#### [TO BE DONE]
Return, unchanged, the stretch of the data below from the line containing "Report one point per instance of the grassy" through the line containing "[[708, 73], [45, 121]]", including both of those lines.

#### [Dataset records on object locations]

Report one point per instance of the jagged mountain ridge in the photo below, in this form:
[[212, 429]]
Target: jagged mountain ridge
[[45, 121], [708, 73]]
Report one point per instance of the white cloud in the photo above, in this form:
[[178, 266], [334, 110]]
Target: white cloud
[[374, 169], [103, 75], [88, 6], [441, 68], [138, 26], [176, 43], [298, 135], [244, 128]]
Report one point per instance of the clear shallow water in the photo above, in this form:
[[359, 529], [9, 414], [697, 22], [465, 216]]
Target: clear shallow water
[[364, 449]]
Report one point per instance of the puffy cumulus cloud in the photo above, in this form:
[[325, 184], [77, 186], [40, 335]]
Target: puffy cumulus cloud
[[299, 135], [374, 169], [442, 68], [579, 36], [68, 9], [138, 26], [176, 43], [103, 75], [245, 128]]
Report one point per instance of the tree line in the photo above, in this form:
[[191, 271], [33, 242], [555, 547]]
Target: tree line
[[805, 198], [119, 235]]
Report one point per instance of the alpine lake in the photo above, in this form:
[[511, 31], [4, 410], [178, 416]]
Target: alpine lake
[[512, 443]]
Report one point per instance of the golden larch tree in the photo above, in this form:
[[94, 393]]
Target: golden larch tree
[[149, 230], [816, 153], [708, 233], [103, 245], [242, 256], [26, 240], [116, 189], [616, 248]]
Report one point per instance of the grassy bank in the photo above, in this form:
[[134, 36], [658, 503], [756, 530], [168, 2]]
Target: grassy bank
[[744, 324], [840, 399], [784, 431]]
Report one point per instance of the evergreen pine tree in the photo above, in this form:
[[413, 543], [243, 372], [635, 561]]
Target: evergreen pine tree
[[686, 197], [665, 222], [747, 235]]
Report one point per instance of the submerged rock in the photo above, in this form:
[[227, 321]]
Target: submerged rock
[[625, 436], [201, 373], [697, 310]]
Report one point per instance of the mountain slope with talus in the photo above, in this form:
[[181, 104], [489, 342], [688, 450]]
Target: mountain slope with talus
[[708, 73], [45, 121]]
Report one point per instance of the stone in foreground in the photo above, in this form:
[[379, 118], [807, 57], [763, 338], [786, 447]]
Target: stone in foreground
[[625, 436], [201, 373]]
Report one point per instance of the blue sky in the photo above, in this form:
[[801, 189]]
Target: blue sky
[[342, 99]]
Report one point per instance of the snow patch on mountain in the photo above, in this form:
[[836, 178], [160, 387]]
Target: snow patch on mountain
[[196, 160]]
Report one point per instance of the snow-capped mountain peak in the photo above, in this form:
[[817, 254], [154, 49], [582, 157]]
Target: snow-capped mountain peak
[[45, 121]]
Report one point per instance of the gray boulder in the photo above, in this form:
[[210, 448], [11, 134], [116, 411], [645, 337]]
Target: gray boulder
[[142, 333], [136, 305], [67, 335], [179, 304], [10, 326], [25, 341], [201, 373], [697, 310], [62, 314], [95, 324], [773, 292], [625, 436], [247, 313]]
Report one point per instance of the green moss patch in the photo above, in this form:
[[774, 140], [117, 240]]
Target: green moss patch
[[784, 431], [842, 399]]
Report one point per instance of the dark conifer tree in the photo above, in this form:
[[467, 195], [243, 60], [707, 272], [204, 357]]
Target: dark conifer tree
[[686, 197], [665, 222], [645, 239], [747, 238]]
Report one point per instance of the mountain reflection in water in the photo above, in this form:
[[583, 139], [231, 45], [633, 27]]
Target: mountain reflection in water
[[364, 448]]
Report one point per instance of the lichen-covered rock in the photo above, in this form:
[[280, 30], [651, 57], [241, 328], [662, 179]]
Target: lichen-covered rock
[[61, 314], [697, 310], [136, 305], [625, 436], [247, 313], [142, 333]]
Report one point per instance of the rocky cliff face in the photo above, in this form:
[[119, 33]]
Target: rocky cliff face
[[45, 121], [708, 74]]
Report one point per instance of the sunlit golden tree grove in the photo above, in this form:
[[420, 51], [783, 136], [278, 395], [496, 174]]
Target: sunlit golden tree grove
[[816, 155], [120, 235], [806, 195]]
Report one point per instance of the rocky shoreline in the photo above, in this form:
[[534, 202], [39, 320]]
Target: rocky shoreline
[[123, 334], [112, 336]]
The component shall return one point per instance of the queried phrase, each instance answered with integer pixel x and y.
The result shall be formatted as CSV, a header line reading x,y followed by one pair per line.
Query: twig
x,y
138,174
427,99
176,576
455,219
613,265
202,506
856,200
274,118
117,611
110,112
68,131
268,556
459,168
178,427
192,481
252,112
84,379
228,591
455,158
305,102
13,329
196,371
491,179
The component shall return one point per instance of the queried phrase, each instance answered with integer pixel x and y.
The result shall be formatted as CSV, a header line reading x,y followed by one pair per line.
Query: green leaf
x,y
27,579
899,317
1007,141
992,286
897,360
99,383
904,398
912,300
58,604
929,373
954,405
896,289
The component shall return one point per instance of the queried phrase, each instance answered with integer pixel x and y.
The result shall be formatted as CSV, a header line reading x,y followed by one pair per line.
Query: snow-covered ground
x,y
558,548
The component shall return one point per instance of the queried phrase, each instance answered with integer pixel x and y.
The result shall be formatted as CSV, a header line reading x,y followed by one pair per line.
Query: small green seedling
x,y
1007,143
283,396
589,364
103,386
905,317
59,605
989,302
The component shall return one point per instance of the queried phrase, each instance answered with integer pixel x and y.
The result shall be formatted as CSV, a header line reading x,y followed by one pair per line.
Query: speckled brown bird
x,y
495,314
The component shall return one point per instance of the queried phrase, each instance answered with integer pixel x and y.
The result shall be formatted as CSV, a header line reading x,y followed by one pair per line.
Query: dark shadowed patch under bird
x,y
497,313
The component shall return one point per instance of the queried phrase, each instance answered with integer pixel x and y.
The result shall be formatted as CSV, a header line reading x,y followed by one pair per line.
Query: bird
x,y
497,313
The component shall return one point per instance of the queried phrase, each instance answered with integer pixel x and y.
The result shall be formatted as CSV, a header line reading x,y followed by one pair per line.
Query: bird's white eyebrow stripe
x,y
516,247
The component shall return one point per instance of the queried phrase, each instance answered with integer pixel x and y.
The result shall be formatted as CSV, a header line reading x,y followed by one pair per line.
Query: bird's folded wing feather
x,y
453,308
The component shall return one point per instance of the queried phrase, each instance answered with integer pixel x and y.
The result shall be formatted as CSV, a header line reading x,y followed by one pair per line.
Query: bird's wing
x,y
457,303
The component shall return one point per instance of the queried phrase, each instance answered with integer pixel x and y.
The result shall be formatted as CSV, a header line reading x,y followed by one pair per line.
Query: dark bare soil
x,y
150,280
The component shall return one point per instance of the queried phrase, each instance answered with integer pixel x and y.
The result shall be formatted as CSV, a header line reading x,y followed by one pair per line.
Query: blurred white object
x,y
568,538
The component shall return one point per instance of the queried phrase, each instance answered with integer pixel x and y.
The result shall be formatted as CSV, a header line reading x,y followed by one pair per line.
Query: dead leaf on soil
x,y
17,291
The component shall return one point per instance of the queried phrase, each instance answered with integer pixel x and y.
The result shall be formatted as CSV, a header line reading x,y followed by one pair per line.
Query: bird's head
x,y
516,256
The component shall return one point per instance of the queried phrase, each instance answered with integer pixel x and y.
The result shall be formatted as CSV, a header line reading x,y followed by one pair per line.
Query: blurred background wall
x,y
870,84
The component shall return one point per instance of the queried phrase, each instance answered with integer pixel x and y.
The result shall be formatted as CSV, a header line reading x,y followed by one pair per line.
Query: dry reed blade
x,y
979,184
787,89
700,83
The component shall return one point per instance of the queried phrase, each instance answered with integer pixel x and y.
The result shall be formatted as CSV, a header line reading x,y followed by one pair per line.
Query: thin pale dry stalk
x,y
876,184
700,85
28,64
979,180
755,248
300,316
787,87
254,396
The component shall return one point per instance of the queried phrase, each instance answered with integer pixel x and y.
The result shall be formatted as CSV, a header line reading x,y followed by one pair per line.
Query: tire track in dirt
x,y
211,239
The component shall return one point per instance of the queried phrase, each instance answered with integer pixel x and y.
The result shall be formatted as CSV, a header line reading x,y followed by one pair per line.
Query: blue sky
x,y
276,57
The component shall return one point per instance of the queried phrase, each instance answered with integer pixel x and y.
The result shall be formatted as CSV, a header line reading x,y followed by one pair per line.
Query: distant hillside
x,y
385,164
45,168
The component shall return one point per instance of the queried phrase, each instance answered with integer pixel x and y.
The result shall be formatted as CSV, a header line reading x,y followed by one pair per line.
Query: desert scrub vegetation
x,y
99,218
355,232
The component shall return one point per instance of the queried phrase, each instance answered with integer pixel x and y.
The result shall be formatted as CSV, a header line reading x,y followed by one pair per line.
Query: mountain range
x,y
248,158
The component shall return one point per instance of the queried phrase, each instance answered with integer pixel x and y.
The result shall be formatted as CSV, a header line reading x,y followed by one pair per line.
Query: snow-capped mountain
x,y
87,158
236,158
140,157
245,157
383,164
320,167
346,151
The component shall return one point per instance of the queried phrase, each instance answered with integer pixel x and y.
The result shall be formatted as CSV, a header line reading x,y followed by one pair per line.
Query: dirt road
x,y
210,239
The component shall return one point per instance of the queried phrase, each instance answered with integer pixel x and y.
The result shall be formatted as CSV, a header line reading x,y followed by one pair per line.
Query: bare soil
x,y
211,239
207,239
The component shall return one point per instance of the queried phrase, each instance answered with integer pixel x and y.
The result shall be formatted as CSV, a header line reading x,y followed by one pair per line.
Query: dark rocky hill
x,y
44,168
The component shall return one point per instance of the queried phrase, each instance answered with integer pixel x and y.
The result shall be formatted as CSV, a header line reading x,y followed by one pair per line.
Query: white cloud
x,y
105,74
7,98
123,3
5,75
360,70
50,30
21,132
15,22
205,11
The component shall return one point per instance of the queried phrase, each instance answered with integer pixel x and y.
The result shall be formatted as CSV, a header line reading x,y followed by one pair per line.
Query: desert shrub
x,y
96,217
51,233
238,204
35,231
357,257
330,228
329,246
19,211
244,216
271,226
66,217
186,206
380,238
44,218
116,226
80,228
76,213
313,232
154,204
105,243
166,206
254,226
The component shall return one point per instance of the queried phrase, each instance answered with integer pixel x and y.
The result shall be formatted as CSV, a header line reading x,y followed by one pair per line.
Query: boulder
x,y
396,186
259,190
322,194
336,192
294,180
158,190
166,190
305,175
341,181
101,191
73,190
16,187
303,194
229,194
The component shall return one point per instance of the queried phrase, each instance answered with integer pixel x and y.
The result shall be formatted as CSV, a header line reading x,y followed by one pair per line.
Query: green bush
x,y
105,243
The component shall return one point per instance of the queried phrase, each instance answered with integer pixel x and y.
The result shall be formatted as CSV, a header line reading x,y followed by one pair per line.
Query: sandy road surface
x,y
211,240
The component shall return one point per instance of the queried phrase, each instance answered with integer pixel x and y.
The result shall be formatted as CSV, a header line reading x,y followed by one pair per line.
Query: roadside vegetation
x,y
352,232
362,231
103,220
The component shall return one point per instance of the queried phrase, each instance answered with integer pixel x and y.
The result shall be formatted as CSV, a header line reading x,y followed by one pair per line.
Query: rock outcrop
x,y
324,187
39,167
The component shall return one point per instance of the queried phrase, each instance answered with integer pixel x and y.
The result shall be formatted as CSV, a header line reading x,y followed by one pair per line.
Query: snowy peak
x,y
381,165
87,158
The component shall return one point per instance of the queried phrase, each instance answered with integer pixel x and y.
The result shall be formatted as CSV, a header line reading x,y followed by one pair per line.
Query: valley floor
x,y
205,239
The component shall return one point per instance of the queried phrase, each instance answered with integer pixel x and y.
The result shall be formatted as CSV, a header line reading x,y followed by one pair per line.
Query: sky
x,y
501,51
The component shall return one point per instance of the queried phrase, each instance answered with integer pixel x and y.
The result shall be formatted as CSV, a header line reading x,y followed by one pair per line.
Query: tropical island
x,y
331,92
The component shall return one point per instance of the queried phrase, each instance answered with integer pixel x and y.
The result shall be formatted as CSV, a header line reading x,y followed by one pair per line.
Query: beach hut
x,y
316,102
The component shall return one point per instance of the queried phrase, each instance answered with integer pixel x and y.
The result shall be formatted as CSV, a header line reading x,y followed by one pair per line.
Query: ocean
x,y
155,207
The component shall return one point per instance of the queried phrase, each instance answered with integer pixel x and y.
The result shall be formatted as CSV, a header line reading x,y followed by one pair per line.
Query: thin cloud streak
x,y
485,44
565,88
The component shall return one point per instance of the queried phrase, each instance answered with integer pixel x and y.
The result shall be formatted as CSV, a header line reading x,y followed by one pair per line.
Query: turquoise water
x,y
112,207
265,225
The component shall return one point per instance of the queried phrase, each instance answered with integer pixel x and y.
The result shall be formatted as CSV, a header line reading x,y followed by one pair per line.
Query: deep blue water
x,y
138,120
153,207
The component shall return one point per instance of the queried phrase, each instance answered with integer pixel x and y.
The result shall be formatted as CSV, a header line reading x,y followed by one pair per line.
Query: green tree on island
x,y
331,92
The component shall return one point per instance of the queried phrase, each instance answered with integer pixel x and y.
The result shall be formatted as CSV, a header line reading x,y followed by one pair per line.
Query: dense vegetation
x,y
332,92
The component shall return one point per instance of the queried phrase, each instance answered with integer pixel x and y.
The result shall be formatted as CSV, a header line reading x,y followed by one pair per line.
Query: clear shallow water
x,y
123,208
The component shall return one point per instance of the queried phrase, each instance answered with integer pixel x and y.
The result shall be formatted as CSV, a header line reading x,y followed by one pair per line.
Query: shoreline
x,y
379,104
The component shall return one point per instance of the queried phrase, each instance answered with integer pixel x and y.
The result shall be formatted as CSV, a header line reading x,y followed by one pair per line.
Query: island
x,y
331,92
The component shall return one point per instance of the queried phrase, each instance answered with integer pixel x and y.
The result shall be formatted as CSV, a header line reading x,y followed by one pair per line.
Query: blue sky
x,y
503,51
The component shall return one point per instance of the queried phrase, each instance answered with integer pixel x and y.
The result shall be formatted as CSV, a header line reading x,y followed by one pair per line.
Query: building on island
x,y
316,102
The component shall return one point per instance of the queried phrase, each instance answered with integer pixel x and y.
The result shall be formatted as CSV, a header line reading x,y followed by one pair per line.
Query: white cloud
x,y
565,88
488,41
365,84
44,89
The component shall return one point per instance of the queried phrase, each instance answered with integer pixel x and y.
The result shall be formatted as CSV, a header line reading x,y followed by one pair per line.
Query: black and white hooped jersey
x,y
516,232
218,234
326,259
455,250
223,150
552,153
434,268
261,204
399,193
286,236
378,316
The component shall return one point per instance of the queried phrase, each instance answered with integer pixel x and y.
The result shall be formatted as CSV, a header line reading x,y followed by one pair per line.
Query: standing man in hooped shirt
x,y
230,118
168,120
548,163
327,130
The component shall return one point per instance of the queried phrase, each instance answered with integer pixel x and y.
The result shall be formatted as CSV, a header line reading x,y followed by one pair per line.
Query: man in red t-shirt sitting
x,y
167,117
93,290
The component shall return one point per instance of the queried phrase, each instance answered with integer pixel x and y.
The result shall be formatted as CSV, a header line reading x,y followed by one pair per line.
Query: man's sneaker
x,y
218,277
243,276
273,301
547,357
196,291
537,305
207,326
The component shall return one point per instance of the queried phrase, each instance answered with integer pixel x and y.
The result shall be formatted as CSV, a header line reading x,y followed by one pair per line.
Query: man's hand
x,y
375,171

#### [SOLUTION BELOW]
Report one point per instance of the grassy bank in the photo above, in this form:
[[134, 36], [658, 503], [756, 530], [168, 2]]
Target: grassy bank
[[744, 324], [840, 399], [784, 431]]
Report one point per instance of the evergreen pine tree in the photo above, in this form:
[[413, 543], [243, 372], [635, 561]]
Target: evergreen pine tree
[[686, 197], [665, 222], [747, 235]]
Report one point per instance of the submerged rock in the photo above, in this form:
[[227, 321]]
Target: submerged rock
[[625, 436], [201, 373], [697, 310]]
Report one point per instance of the mountain slope with talus in the photo above, in this form:
[[181, 104], [489, 342], [688, 450]]
Target: mountain slope with talus
[[708, 73], [45, 121]]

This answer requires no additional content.